EXERCISE INSTRUCTIONS: The line with "Point on each instance of the ceiling fan blade.", the line with "Point on each instance of the purple tablecloth.", and all lines between them in the material below: return these exactly, and no others.

━━━

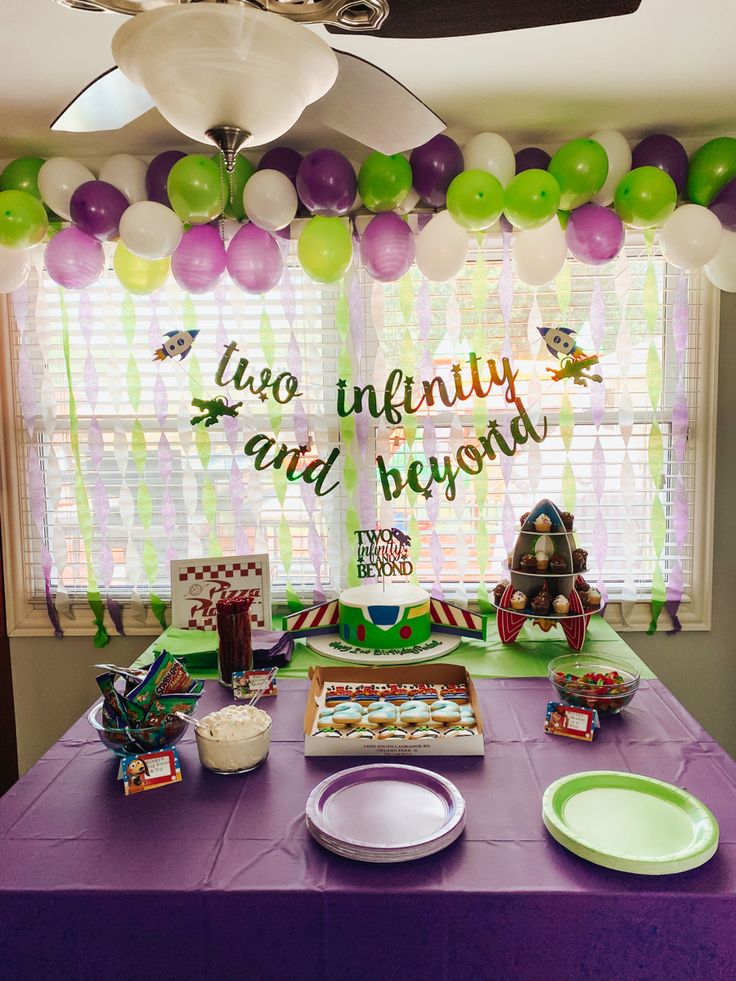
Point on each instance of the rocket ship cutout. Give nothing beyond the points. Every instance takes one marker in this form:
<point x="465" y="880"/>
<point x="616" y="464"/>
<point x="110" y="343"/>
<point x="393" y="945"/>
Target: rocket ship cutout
<point x="178" y="343"/>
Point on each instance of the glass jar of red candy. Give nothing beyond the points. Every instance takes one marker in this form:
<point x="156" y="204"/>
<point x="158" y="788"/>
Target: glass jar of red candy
<point x="589" y="682"/>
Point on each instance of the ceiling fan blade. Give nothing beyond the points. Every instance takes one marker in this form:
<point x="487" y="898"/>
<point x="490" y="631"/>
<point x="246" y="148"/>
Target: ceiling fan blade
<point x="438" y="18"/>
<point x="371" y="106"/>
<point x="109" y="102"/>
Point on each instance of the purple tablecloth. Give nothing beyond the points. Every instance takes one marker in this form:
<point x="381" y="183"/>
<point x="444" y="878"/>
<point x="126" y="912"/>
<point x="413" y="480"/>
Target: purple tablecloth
<point x="217" y="878"/>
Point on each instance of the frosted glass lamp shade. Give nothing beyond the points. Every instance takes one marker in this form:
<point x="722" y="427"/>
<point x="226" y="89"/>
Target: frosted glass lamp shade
<point x="208" y="65"/>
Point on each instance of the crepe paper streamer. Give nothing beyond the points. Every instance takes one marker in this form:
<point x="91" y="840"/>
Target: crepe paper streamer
<point x="84" y="516"/>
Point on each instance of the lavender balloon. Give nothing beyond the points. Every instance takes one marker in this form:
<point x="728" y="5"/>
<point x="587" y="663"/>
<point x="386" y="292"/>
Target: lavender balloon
<point x="594" y="234"/>
<point x="283" y="159"/>
<point x="434" y="166"/>
<point x="531" y="158"/>
<point x="97" y="207"/>
<point x="326" y="183"/>
<point x="254" y="260"/>
<point x="387" y="247"/>
<point x="664" y="152"/>
<point x="74" y="259"/>
<point x="199" y="260"/>
<point x="724" y="205"/>
<point x="157" y="176"/>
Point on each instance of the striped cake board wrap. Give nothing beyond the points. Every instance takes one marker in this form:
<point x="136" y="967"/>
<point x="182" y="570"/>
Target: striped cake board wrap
<point x="449" y="619"/>
<point x="321" y="619"/>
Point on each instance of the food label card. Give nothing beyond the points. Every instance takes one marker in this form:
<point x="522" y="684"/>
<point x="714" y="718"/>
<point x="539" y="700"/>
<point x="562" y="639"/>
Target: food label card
<point x="150" y="770"/>
<point x="198" y="584"/>
<point x="567" y="720"/>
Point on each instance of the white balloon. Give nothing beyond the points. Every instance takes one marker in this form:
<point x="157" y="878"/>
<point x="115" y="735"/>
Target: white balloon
<point x="441" y="248"/>
<point x="721" y="270"/>
<point x="270" y="200"/>
<point x="128" y="174"/>
<point x="540" y="253"/>
<point x="15" y="264"/>
<point x="491" y="152"/>
<point x="150" y="230"/>
<point x="691" y="236"/>
<point x="58" y="179"/>
<point x="618" y="152"/>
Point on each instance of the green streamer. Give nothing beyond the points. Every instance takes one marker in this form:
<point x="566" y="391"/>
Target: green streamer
<point x="84" y="513"/>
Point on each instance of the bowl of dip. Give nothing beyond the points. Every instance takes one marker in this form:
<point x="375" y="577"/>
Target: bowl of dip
<point x="235" y="739"/>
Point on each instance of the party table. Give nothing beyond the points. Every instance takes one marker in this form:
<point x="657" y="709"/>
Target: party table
<point x="217" y="878"/>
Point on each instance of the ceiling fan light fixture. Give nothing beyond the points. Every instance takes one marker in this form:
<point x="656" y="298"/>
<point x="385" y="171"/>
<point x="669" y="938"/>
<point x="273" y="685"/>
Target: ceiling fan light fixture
<point x="208" y="66"/>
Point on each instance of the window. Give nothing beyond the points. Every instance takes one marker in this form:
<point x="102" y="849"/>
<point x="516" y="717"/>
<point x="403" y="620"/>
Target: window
<point x="109" y="480"/>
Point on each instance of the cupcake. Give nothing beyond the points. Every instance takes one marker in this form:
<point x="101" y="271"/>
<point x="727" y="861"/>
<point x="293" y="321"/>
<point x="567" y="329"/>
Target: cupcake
<point x="500" y="590"/>
<point x="579" y="560"/>
<point x="558" y="563"/>
<point x="561" y="605"/>
<point x="541" y="602"/>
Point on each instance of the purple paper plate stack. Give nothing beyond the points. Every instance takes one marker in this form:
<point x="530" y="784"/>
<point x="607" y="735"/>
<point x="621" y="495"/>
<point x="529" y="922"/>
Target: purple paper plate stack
<point x="385" y="812"/>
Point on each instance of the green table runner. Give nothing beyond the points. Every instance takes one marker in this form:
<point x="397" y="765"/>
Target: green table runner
<point x="527" y="658"/>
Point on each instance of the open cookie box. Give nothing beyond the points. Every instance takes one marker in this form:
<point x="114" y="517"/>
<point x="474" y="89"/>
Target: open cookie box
<point x="429" y="674"/>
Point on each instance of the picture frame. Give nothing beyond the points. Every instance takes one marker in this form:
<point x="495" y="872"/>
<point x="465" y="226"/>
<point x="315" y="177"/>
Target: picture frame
<point x="198" y="584"/>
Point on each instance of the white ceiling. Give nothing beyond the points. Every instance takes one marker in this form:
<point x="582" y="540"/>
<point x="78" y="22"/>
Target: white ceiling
<point x="670" y="68"/>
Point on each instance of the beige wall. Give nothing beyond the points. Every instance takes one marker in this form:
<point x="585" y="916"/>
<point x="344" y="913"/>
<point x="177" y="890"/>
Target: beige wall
<point x="53" y="680"/>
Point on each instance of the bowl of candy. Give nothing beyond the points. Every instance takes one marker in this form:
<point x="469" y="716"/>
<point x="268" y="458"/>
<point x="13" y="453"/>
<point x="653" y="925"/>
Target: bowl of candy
<point x="132" y="740"/>
<point x="604" y="684"/>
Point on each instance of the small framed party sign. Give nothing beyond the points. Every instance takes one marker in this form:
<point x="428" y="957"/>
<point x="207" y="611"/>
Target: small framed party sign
<point x="197" y="585"/>
<point x="147" y="771"/>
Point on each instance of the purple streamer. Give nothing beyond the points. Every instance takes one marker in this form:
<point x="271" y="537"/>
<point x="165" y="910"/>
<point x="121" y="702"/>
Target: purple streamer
<point x="597" y="315"/>
<point x="160" y="400"/>
<point x="681" y="317"/>
<point x="95" y="444"/>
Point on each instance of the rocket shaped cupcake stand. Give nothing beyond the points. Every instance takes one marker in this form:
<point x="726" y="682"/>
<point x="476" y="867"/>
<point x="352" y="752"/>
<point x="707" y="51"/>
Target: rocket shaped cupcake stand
<point x="558" y="542"/>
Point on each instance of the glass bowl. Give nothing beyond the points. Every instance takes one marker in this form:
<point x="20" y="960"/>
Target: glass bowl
<point x="567" y="674"/>
<point x="131" y="740"/>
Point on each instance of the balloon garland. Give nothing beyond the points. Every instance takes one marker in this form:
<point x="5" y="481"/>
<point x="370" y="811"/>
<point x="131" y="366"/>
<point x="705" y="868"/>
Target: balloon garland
<point x="164" y="215"/>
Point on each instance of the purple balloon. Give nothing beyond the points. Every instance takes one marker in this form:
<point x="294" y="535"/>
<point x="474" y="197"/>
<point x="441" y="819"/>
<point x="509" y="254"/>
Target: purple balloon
<point x="326" y="183"/>
<point x="157" y="176"/>
<point x="387" y="247"/>
<point x="283" y="159"/>
<point x="724" y="205"/>
<point x="97" y="207"/>
<point x="74" y="259"/>
<point x="254" y="259"/>
<point x="531" y="158"/>
<point x="435" y="165"/>
<point x="664" y="152"/>
<point x="594" y="234"/>
<point x="199" y="260"/>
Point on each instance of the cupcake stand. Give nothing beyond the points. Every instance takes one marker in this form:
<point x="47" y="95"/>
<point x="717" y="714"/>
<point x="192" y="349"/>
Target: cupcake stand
<point x="574" y="623"/>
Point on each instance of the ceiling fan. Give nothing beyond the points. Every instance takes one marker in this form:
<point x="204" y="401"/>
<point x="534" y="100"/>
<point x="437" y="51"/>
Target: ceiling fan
<point x="241" y="72"/>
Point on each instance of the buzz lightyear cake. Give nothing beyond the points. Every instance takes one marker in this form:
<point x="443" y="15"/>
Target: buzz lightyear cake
<point x="391" y="623"/>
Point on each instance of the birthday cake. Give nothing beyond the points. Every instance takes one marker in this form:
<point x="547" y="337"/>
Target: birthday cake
<point x="378" y="619"/>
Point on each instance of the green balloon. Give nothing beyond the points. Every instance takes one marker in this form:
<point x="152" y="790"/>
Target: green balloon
<point x="645" y="197"/>
<point x="196" y="192"/>
<point x="22" y="175"/>
<point x="23" y="221"/>
<point x="711" y="168"/>
<point x="580" y="168"/>
<point x="234" y="184"/>
<point x="325" y="249"/>
<point x="532" y="198"/>
<point x="137" y="275"/>
<point x="384" y="182"/>
<point x="475" y="199"/>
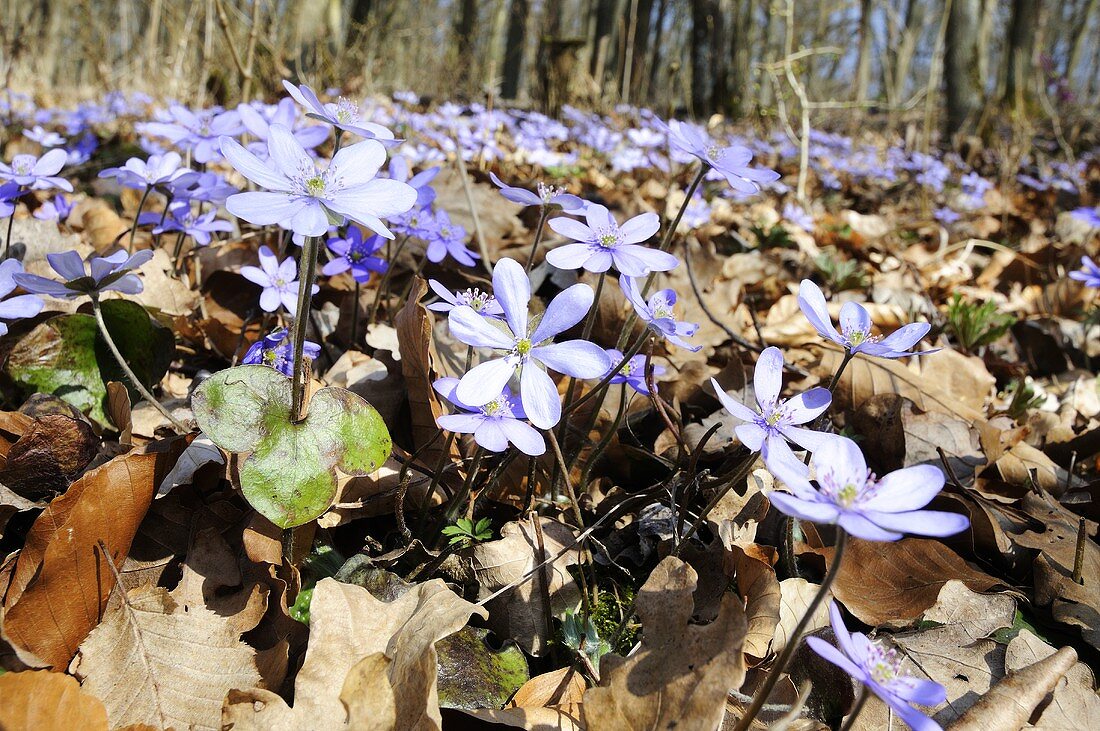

━━━

FINISHED TASK:
Point on each instance of the ceiling fan blade. Give nothing beyond the points. Every instance takes one marker in this form:
<point x="487" y="898"/>
<point x="490" y="631"/>
<point x="246" y="148"/>
Target: ceiling fan blade
<point x="438" y="18"/>
<point x="371" y="106"/>
<point x="109" y="102"/>
Point on each instance of the purple tablecloth. Give nothing beyond the points. Every instance takes one marker in this form:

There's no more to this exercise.